AUFGABE:
Gib die Zeilen unverändert wieder. Beginne mit der Zeile, die „For each instance of the dog's ear, drop“ enthält, und höre nach der Zeile auf, die „[[397, 251]]“ enthält.
### VORLIEGENDE ZEILEN
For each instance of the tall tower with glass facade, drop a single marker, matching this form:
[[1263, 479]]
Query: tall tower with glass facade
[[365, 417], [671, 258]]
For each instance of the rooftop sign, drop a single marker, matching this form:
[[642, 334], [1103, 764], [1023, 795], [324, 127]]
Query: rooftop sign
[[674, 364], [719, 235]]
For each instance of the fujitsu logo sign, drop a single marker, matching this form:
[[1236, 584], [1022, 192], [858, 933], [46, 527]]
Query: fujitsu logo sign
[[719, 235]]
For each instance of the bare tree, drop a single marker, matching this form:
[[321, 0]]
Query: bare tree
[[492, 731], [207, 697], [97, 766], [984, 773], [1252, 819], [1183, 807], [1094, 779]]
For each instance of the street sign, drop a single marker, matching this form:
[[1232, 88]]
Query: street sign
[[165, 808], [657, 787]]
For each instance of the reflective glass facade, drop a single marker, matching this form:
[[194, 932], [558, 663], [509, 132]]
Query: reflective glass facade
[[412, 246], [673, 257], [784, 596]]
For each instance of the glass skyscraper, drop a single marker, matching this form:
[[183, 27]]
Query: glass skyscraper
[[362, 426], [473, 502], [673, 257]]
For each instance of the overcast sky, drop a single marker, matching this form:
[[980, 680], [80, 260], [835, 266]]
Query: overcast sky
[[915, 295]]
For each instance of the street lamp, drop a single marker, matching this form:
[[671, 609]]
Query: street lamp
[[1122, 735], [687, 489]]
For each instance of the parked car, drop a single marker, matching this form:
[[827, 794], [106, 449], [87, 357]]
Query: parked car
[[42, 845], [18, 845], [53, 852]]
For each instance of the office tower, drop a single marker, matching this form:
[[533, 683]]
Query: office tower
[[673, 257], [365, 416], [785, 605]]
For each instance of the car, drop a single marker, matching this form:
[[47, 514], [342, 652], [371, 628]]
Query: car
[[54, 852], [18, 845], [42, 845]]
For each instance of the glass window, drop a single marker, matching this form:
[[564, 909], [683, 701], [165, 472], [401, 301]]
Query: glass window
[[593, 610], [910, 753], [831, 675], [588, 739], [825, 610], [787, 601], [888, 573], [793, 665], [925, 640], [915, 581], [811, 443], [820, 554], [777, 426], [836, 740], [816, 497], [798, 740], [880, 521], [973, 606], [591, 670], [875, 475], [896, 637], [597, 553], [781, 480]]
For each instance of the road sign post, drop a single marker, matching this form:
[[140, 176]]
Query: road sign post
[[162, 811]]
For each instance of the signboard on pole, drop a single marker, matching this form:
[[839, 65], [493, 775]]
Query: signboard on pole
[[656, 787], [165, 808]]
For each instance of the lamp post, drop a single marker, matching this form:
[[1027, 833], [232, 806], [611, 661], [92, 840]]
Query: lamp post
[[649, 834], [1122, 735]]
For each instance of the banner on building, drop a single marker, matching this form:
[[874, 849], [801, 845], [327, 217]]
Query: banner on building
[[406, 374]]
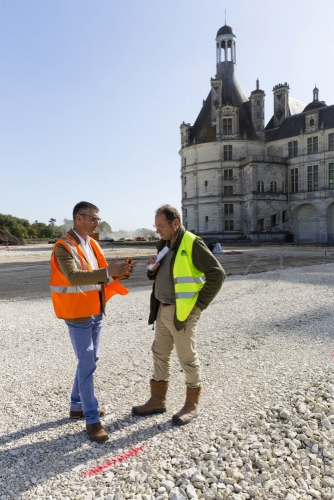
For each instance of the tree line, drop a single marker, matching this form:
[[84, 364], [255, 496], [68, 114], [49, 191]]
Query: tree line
[[22, 228]]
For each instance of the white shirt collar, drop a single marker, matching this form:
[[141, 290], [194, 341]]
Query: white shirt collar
[[84, 242]]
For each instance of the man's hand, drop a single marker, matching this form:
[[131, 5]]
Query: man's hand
[[132, 265], [116, 268], [151, 261]]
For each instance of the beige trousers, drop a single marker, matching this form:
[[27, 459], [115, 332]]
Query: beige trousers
[[166, 336]]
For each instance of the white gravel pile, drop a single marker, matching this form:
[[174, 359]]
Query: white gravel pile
[[266, 428]]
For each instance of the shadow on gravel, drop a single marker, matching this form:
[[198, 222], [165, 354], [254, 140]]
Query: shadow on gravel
[[43, 460]]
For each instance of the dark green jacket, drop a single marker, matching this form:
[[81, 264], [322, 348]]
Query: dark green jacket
[[205, 262]]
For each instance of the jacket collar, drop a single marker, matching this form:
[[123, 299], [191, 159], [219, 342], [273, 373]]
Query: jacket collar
[[177, 242]]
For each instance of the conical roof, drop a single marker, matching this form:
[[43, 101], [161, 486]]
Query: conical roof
[[225, 30]]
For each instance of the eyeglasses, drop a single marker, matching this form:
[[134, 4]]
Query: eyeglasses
[[94, 219], [161, 226]]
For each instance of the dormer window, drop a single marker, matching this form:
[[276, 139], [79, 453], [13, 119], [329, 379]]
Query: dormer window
[[312, 145], [227, 126]]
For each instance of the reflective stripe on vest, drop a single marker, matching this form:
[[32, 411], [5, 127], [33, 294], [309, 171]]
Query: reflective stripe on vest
[[185, 295], [188, 280], [73, 289]]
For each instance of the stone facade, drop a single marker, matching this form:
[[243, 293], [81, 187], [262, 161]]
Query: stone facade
[[242, 180]]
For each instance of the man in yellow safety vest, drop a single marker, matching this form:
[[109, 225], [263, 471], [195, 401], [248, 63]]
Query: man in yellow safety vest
[[186, 279]]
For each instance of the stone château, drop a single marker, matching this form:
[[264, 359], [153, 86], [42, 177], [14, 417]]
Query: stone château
[[242, 179]]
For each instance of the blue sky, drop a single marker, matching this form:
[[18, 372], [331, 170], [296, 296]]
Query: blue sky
[[93, 92]]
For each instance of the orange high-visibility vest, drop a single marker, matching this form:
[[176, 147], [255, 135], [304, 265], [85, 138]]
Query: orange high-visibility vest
[[70, 301]]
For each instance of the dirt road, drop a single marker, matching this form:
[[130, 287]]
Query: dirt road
[[24, 272]]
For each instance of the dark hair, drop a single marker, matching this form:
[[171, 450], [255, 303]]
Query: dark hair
[[83, 205], [170, 212]]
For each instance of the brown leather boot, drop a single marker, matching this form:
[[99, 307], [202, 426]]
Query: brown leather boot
[[189, 410], [157, 401], [97, 433]]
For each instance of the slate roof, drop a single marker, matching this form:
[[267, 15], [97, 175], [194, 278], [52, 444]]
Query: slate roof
[[294, 125], [315, 105], [225, 30], [232, 92], [232, 95]]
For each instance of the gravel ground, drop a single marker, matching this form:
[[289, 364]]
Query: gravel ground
[[267, 410]]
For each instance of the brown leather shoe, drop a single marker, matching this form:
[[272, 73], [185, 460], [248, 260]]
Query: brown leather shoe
[[96, 432], [79, 414], [157, 401], [190, 408]]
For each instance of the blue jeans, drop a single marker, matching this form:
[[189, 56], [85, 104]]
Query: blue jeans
[[85, 338]]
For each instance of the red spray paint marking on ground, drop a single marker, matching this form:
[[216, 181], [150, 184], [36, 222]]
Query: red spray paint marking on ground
[[113, 461]]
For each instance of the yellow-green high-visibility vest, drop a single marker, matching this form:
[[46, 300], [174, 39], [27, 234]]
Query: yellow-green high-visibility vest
[[188, 280]]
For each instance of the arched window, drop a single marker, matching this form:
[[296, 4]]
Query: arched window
[[273, 187]]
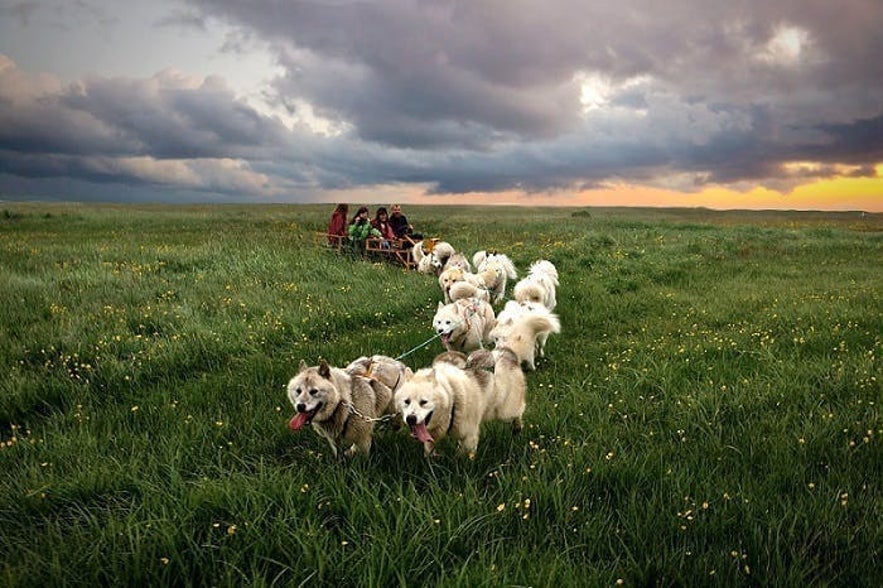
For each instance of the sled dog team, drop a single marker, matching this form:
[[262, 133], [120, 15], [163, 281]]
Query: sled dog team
[[477, 378]]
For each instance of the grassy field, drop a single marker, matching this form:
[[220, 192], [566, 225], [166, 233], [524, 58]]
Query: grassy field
[[710, 414]]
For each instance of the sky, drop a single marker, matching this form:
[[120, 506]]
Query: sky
[[757, 104]]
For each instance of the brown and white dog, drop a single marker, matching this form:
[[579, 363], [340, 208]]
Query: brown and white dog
[[340, 407], [464, 325], [447, 400]]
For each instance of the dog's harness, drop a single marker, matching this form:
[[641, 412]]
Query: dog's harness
[[355, 411]]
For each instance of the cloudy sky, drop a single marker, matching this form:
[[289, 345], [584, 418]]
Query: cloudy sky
[[750, 104]]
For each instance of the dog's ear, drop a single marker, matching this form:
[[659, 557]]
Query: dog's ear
[[324, 369]]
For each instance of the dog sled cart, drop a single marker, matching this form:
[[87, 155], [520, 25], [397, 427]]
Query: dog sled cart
[[397, 251]]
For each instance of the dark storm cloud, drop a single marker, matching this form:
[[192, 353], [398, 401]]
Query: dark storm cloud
[[768, 81], [489, 96]]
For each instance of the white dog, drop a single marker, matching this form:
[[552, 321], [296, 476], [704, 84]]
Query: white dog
[[431, 255], [461, 290], [446, 400], [340, 407], [452, 276], [539, 285], [525, 327], [391, 372], [495, 269], [464, 325]]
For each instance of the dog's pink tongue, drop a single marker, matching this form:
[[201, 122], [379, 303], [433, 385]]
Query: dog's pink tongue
[[421, 433], [298, 421]]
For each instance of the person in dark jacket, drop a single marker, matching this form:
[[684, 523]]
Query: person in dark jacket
[[400, 225], [382, 224], [360, 228], [337, 225]]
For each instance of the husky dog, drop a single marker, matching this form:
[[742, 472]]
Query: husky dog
[[458, 260], [387, 370], [526, 333], [495, 269], [342, 408], [457, 358], [461, 290], [446, 400], [539, 285], [452, 276], [464, 325], [431, 255]]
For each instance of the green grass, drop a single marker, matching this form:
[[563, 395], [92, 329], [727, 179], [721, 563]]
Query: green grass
[[710, 414]]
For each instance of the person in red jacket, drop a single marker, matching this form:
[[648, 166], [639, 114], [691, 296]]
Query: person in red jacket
[[338, 224], [381, 223]]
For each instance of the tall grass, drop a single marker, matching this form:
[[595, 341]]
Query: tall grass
[[710, 414]]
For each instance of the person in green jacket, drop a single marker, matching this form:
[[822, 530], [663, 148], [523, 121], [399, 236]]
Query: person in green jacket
[[360, 229]]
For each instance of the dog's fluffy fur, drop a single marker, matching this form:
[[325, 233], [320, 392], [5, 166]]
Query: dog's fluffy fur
[[461, 290], [431, 255], [340, 407], [389, 371], [447, 400], [494, 269], [477, 286], [464, 325], [539, 285], [525, 328]]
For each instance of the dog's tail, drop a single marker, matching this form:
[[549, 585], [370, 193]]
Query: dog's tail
[[528, 290], [417, 251], [541, 323]]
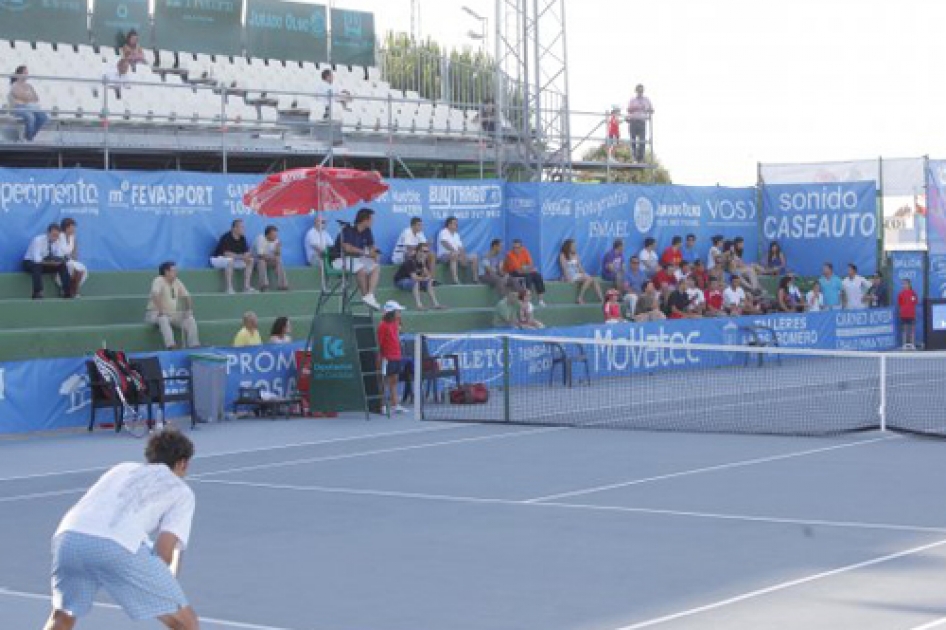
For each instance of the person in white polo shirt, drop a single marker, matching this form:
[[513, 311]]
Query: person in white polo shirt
[[450, 250], [853, 289], [104, 541]]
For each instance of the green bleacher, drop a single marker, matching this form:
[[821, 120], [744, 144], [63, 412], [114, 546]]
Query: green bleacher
[[111, 311]]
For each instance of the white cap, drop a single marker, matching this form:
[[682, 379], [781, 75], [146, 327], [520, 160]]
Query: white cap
[[390, 306]]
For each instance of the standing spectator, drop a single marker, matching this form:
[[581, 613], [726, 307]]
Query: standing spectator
[[877, 296], [68, 247], [317, 242], [269, 255], [648, 306], [132, 52], [649, 258], [527, 318], [450, 250], [673, 255], [574, 273], [249, 334], [233, 252], [612, 266], [357, 254], [854, 289], [518, 264], [411, 237], [491, 267], [639, 112], [389, 350], [24, 103], [44, 256], [506, 311], [907, 301], [281, 332], [170, 306], [612, 308], [414, 275]]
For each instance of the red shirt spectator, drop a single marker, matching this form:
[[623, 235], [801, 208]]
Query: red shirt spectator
[[907, 301]]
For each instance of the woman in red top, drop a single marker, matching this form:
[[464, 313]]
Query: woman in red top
[[906, 301], [389, 349]]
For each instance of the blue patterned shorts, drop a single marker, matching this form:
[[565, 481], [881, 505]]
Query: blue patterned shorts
[[141, 583]]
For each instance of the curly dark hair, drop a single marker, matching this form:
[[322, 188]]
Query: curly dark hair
[[169, 447]]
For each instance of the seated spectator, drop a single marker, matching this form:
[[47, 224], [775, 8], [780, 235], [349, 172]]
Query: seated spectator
[[814, 301], [775, 263], [414, 275], [355, 246], [573, 272], [408, 241], [648, 257], [24, 104], [78, 273], [518, 264], [714, 299], [612, 266], [612, 308], [506, 312], [45, 256], [527, 318], [450, 250], [317, 242], [492, 270], [170, 306], [648, 305], [788, 301], [132, 52], [673, 255], [665, 277], [269, 255], [249, 334], [281, 332], [233, 252]]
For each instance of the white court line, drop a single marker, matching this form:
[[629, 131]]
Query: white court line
[[380, 451], [577, 506], [261, 449], [781, 587], [706, 469], [226, 623]]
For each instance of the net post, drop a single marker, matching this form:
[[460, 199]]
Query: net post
[[418, 375], [883, 393], [506, 378]]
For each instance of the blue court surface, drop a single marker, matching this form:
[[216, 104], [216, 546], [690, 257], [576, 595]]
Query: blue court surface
[[395, 524]]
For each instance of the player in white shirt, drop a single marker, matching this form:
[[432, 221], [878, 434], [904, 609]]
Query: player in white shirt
[[853, 289], [317, 242], [450, 250], [103, 541]]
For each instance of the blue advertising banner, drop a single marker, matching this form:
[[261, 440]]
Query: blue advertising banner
[[547, 214], [910, 266], [136, 220], [50, 394], [819, 223]]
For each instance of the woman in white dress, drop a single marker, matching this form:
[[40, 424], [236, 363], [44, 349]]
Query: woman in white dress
[[70, 250]]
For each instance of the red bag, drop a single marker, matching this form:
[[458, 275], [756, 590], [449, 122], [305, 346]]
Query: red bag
[[473, 394]]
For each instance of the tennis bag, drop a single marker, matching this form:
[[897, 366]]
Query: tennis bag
[[472, 394]]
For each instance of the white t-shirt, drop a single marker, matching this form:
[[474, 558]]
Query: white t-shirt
[[407, 239], [133, 503], [733, 297], [316, 242], [854, 290], [451, 237]]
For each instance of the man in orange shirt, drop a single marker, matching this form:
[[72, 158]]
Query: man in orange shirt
[[518, 264]]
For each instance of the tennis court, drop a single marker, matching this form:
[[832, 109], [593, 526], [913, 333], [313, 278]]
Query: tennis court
[[401, 525]]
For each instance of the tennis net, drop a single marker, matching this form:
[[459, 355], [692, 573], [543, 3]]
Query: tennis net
[[612, 382]]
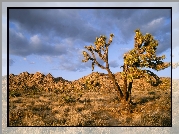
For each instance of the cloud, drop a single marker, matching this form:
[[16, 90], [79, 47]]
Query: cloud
[[21, 46], [11, 62]]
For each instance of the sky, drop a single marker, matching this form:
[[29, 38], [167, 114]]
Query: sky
[[52, 40]]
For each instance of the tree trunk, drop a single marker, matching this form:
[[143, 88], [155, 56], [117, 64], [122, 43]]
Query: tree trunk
[[129, 91], [117, 87]]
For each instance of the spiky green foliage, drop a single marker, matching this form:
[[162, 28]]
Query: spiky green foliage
[[101, 48], [143, 56]]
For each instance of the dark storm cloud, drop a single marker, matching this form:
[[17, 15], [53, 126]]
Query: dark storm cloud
[[11, 62], [152, 21], [63, 23], [21, 46]]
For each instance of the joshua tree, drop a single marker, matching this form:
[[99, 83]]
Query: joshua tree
[[101, 48], [143, 55]]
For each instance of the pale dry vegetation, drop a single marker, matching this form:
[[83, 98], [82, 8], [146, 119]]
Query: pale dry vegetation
[[90, 101]]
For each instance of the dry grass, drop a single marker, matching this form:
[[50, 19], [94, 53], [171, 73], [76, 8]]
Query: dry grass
[[91, 107]]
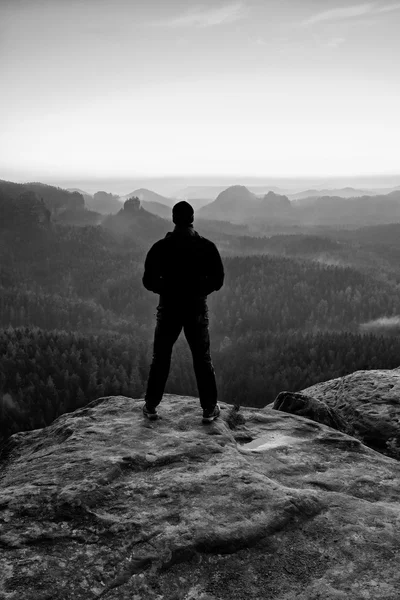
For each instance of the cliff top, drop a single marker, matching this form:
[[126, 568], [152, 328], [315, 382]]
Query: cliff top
[[104, 503]]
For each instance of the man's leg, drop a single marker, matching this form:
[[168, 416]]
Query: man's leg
[[168, 328], [198, 337]]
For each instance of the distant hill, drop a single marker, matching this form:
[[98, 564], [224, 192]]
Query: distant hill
[[57, 200], [86, 196], [351, 212], [347, 192], [201, 195], [105, 203], [239, 205], [136, 224], [156, 208], [146, 195], [233, 204]]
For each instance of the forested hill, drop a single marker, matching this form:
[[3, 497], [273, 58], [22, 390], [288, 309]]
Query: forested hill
[[77, 322]]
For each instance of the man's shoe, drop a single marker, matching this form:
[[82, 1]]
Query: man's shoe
[[150, 413], [209, 414]]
######
ERGEBNIS:
For each instance of the dog's ear, drop a single marker, matching this form:
[[659, 557]]
Query: dog's ear
[[324, 369]]
For each instance of the dog sled cart, drop a single marker, matching this form:
[[87, 155], [520, 25], [397, 427]]
Query: dog sled cart
[[397, 251]]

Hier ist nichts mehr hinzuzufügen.